Hier drückt der Schuh

Von Creed Kuenzle Herrliberg

 

Kritische Gedanken eines engagierten Liberalen

 

Ideologische Verwüstung 

 

Die Demokratie beruht darauf, dass die Bürger bei ihren Entscheiden aus eigener Erfahrung schöpfen. Wünschbarkeiten und Sachzwänge sind gegeneinander abzuwägen. Ihr Weltbild bestimmt dieses politische Verhalten in hohem Masse.

Darum ist Medienpolitik so wichtig geworden. Das Bild der Realität wird zunehmend nicht mehr durch unmittelbare Wahrnehmung bestimmt. Es kommt aus zweiter Hand. Das hat zwei wesentliche Konsequenzen: Erstens sind die Meldungen, die beim Bürger eintreffen, nur eine Auswahl aus dem Ticker-Tape, und was auf den Ticker-Tape gelangt, ist bereits der emotionale Bodensatz der wirklichen Geschehnisse; zweitens wird in den meisten Fällen eine individuelle Wertung der Geschehnisse gratis mitgeliefert.

 

Kein Zweifel: Die enorme Menge anfallender Information zwingt jeden Medienmitarbeiter zur Selektion. Selektion ist aber bereits Wertung. Ohne Wertung kommt der Programmschaffende nicht aus. Es ist deshalb nicht gleichgültig, wer diese Wertung vornimmt.

 

Meinungsbildung

 

Fernsehjournalisten stehen unter dem Zwang, ihr Produkt zu verkaufen. Zum Verkauf eignen sich aber konservative Argumente weniger als progressive. Theorie ist medienwirksamer als Bewahren, Kritik kommt besser an als verantwortliches Handeln. Voraussetzung der Medienwirksamkeit ist, auf dem Klavier der Emotionen zu spielen. Das Aufsehenerregende steht im Vordergrund, nicht das Wesentliche. Der Informationsgehalt einer Sendung wird bestimmt durch ihren Seltenheitswert. Was beim Publikum «ankommt», wird weitgehend durch die ideologische Mode bestimmt, welche wiederum durch die Medien verbreitet und hochgespielt wird.

-- -- --

Zu erledigen:
Können Sie aus dem Text über Medienpolitik die Stelle zwischen „Kritische Gedanken eines“ und „Geschehnisse gratis mitgeliefert.“, beide eingeschlossen, wörtlich abschreiben?

-- -- --

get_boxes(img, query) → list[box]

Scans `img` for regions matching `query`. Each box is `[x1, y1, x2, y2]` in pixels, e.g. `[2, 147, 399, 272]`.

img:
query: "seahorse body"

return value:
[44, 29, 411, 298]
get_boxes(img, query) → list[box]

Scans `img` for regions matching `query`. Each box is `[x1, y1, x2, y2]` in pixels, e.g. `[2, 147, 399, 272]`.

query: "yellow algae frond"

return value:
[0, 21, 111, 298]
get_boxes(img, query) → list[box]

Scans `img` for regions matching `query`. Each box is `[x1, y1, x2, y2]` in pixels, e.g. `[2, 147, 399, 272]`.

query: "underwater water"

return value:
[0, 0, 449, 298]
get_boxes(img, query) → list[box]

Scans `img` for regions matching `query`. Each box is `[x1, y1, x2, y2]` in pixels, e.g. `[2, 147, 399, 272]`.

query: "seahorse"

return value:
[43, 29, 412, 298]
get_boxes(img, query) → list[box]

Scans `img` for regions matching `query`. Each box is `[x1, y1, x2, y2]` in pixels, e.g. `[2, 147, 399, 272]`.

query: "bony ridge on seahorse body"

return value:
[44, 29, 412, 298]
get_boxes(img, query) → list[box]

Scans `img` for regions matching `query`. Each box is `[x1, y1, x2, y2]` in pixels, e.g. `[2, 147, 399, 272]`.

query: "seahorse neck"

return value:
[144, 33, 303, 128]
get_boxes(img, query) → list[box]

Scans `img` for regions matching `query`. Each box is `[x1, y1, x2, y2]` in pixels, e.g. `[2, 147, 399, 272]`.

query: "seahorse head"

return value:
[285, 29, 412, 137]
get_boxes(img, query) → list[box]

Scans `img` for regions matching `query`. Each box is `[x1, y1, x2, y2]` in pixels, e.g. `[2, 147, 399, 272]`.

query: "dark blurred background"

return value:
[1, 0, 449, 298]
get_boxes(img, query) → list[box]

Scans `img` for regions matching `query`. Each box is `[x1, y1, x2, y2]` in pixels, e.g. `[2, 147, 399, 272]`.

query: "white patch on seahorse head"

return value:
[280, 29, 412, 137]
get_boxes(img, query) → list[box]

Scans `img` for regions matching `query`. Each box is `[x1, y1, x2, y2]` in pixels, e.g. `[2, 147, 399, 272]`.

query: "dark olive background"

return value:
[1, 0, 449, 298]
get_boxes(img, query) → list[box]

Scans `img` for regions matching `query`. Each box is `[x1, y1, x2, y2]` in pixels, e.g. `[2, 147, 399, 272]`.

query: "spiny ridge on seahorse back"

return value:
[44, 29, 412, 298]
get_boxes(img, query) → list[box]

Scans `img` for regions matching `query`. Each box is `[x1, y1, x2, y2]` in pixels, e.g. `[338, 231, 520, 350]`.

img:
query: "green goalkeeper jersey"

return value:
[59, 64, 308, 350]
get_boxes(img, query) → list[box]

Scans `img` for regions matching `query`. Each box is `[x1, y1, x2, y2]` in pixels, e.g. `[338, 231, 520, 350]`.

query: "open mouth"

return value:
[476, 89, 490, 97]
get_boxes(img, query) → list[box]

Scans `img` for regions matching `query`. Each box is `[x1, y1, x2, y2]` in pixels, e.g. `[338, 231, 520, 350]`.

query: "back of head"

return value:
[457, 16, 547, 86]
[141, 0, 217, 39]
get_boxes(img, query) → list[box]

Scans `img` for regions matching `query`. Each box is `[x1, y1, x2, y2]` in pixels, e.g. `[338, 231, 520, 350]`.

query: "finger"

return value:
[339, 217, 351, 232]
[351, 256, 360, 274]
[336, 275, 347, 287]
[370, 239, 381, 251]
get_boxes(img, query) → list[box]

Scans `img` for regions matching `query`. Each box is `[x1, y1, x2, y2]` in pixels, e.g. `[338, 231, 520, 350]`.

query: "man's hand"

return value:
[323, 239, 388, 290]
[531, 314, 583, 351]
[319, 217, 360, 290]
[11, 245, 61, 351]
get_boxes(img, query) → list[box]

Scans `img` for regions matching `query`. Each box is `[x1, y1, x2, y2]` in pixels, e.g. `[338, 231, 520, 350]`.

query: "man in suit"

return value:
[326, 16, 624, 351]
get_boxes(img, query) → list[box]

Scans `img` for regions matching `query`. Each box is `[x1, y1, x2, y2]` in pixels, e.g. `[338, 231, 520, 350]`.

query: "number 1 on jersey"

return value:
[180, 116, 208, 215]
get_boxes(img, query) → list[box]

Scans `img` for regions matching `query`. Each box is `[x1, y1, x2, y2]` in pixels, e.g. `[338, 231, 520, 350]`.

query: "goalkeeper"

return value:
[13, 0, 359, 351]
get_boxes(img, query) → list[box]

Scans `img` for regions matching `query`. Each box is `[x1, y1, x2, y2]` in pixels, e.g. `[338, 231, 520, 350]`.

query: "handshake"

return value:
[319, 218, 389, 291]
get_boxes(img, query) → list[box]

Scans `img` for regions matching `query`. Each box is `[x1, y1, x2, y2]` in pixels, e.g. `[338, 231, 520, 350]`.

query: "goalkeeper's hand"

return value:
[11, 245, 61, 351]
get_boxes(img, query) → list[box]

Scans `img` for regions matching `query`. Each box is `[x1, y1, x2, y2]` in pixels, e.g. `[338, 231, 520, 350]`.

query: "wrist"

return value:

-- -- --

Ergebnis:
Kritische Gedanken eines engagierten Liberalen

 

Ideologische Verwüstung 

 

Die Demokratie beruht darauf, dass die Bürger bei ihren Entscheiden aus eigener Erfahrung schöpfen. Wünschbarkeiten und Sachzwänge sind gegeneinander abzuwägen. Ihr Weltbild bestimmt dieses politische Verhalten in hohem Masse.

Darum ist Medienpolitik so wichtig geworden. Das Bild der Realität wird zunehmend nicht mehr durch unmittelbare Wahrnehmung bestimmt. Es kommt aus zweiter Hand. Das hat zwei wesentliche Konsequenzen: Erstens sind die Meldungen, die beim Bürger eintreffen, nur eine Auswahl aus dem Ticker-Tape, und was auf den Ticker-Tape gelangt, ist bereits der emotionale Bodensatz der wirklichen Geschehnisse; zweitens wird in den meisten Fällen eine individuelle Wertung der Geschehnisse gratis mitgeliefert.